Gezeigter Textauszug:

Texte laut lesen - bis welche Stufe?

  • Hi Leute,
    heute war ich ziemlich verblüfft, als meine 12er in Geschi mir erzählten, dass Kollegen die Angwohnheit haben, Text auch in der Oberstufe noch von einzelnen laut lesen zu lassen. Wohlgemerkt geht es dabei nicht um Dichtung, Fremdsprachen oder ähnliches, sondern Quellen- und Sekundärtexte. Ich halte das erstens für nicht altersangemessen und meine zudem, dass die Komplexität der Texte es erfordert, sie leise lesen zu lassen. Die Schüler sagten auch, sie fänden das nicht so gut, aber dann könne der Lehrer sich drauf verlassen, dass alle den text auch wirklich gelesen haben (was natürlich ein Trugschluss ist, wenn man mit Lesen auch das gedankliche Erfassen meint; zudem ist es in der Oberstufe ja der Selbstverantwortung der SuS überlassen, inwieweit sie verstehen und sich beteiligen wollen)


    Mich interessiert aber trotzdem, wie ihr das haltet - wann ist die Grenze? Ich ziehe sie für gewöhnlich irgendwo im laufe der Klasse 9.

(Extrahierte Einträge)
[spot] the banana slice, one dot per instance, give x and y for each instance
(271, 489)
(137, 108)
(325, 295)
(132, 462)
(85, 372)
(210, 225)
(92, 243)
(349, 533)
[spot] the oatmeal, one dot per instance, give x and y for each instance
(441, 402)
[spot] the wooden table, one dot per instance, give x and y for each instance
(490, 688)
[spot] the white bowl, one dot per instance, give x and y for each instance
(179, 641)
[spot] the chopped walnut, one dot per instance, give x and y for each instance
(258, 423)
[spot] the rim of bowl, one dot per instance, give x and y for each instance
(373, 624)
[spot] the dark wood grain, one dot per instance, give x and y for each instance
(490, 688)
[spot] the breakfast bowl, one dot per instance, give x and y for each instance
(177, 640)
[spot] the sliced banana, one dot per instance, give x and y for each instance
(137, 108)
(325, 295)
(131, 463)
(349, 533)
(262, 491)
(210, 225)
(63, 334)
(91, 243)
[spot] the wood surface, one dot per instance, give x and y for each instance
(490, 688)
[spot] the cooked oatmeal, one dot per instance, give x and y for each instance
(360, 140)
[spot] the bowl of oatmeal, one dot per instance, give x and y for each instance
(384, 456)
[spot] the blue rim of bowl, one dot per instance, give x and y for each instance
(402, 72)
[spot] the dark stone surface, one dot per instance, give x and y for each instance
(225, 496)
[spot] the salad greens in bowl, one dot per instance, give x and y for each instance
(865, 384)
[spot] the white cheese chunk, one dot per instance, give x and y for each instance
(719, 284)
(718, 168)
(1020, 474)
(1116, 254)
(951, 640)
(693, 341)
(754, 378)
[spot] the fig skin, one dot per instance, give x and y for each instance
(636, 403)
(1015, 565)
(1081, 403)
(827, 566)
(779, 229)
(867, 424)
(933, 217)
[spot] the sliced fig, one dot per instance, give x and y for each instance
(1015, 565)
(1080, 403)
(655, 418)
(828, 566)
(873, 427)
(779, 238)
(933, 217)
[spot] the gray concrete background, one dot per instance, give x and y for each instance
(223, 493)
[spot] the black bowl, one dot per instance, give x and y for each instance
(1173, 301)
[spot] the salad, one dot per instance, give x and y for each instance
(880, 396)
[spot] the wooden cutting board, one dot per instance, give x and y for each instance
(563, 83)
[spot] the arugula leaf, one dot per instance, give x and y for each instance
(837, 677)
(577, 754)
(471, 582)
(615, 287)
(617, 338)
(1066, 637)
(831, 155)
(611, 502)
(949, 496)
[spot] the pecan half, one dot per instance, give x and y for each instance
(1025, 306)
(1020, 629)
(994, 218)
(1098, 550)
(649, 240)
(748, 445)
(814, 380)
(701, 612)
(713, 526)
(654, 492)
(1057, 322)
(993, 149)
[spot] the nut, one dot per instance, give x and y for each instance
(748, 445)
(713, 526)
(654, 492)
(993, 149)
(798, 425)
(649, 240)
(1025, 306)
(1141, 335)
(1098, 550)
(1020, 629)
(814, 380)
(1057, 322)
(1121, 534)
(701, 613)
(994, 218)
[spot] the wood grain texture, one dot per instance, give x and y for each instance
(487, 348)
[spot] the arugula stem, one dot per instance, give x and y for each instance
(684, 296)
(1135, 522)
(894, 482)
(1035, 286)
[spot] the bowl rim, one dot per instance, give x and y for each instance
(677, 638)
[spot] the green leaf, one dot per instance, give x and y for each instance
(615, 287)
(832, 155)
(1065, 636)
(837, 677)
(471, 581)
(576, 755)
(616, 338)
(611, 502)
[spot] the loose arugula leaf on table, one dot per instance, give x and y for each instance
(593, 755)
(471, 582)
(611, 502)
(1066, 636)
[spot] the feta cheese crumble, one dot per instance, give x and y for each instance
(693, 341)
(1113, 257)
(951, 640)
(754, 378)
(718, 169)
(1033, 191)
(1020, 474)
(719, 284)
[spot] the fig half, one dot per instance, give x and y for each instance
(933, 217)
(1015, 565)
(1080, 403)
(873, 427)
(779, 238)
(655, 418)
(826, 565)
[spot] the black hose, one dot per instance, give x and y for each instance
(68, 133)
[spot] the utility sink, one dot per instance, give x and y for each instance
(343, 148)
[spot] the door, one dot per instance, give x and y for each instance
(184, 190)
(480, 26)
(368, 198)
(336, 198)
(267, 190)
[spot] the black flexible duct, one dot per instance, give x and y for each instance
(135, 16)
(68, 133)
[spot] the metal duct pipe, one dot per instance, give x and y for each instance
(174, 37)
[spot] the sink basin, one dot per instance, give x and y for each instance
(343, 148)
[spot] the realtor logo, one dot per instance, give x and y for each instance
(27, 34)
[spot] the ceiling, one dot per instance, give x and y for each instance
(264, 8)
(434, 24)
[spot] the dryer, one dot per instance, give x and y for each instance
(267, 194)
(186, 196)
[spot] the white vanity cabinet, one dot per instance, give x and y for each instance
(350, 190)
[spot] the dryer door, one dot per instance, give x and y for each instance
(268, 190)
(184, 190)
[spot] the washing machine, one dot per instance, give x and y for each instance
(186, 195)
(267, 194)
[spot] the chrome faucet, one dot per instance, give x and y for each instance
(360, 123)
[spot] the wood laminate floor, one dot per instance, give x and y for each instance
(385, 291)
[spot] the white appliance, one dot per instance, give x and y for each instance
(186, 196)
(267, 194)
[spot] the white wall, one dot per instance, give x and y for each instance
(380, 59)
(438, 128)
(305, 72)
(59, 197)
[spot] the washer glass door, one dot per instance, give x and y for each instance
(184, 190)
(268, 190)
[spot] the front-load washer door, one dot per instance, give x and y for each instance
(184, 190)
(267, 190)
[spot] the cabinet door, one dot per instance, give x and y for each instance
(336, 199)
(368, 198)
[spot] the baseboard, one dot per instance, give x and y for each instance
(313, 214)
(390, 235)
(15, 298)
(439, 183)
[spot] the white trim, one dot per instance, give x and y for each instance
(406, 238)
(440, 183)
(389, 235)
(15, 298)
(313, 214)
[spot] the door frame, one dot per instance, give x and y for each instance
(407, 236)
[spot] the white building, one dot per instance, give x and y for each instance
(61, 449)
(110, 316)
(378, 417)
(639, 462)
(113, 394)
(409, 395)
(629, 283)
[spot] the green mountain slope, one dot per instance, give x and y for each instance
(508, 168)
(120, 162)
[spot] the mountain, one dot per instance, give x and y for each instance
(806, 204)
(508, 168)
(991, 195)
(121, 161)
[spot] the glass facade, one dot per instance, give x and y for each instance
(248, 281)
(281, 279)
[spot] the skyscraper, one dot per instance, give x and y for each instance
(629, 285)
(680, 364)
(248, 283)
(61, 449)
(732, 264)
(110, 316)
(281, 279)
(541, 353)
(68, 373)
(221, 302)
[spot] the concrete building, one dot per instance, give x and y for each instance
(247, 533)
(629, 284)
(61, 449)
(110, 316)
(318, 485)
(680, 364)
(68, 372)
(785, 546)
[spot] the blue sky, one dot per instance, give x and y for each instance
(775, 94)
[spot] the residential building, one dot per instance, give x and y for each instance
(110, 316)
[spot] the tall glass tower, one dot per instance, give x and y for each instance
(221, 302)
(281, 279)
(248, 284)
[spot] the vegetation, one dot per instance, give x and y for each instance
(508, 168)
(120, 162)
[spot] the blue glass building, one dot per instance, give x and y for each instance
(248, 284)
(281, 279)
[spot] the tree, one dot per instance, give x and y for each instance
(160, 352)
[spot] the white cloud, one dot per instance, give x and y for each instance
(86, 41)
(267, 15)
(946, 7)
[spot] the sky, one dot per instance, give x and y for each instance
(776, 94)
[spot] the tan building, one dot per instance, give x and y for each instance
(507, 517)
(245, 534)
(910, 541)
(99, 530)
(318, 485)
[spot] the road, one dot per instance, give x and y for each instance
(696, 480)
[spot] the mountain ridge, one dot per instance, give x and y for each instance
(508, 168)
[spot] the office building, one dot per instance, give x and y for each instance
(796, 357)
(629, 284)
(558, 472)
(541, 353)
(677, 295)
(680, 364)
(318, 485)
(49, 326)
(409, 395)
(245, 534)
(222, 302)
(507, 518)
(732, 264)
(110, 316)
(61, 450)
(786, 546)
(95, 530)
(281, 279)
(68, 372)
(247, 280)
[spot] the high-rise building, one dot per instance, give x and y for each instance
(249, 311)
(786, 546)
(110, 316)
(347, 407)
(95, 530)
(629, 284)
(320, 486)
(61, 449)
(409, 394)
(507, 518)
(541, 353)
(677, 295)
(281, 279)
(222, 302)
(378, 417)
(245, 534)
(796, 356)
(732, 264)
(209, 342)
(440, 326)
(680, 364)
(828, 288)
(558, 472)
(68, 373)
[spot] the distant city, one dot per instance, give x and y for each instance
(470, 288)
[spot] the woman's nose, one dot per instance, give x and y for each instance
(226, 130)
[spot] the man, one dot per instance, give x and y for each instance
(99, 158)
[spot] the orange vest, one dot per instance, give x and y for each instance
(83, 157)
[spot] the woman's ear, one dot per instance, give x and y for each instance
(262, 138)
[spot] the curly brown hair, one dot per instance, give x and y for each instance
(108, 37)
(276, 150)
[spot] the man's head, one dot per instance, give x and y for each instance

Arbeitsanweisungen:
1. Gib bitte in den Zeilen nach dem Forumsbeitrag den Abschnitt von der Zeile mit „[spot] the distant“ bis einschließlich der letzten Zeile erneut aus und benenne darin „woman's“ in „girl's“ um. Alles andere bleibt unverändert.
2. Führe den Forumsbeitrag über lautes Vorlesen in der Oberstufe weiter.
Die Zeilen haben mit dem Forumsbeitrag nichts zu tun.

Lösungen je Aufgabe:
1.
[spot] the distant city, one dot per instance, give x and y for each instance
(470, 288)
[spot] the girl's nose, one dot per instance, give x and y for each instance
(226, 130)
[spot] the man, one dot per instance, give x and y for each instance
(99, 158)
[spot] the orange vest, one dot per instance, give x and y for each instance
(83, 157)
[spot] the girl's ear, one dot per instance, give x and y for each instance
(262, 138)
[spot] the curly brown hair, one dot per instance, give x and y for each instance
(108, 37)
(276, 150)
[spot] the man's head, one dot per instance, give x and y for each instance

2.
    Grüße,
    JJ

  • Ich habe selbst die Erfahrung gemacht, dass laut lesen im Kursverband das Verständnis ggf. vertieft - oder Missverständnisse transparent macht.


    Habe übrigens auch schon an mir selbst festgestellt, dass professionelle Lektüren mein Textverständnis verbessern.


    Z.B. besitze ich eine Aufnahme von Kants Aufklärungsaufsatz, gelesen von einem Profi. Durch diese Aufnahme ist mir die Argumentationsstruktur des Textes (v.a. im zweiten Teil, den man i.d.R. nicht so gründlich liest wie die Einleitungssätze) viel deutlicher geworden.


    Und mehrkanalig isses auch noch. ;)

  • Also unser Schulleiter pflegt wichtige Texte auf der Konferenz auch laut vorzulesen. Und bei vielen Powerpointpräsentationen wird der Test zugleich gezeigt und gelesen, wegen der beiden Eingangskanäle.


    Es ist ein Unterschied zu machen zwischen laut lesen und vorlesen. Vorlesen ist eine Kunst, die viele ausüben, aber nur wenige beherrschen ...


    bablin

    Wer hohe Türme bauen will,
    muss lange beim Fundament verweilen.
    Anton Bruckner

  • Zitat

    Bablin schrieb am 13.01.2006 16:10:
    Es ist ein Unterschied zu machen zwischen laut lesen und vorlesen. Vorlesen ist eine Kunst, die viele ausüben, aber nur wenige beherrschen ...


    Ja, aber wäre es nicht zweckmäßig, den Schülern die Gelegenheit zu geben, sich in dieser Kunst erste Sporen zu verdienen?

    Einmal editiert, zuletzt von philosophus ()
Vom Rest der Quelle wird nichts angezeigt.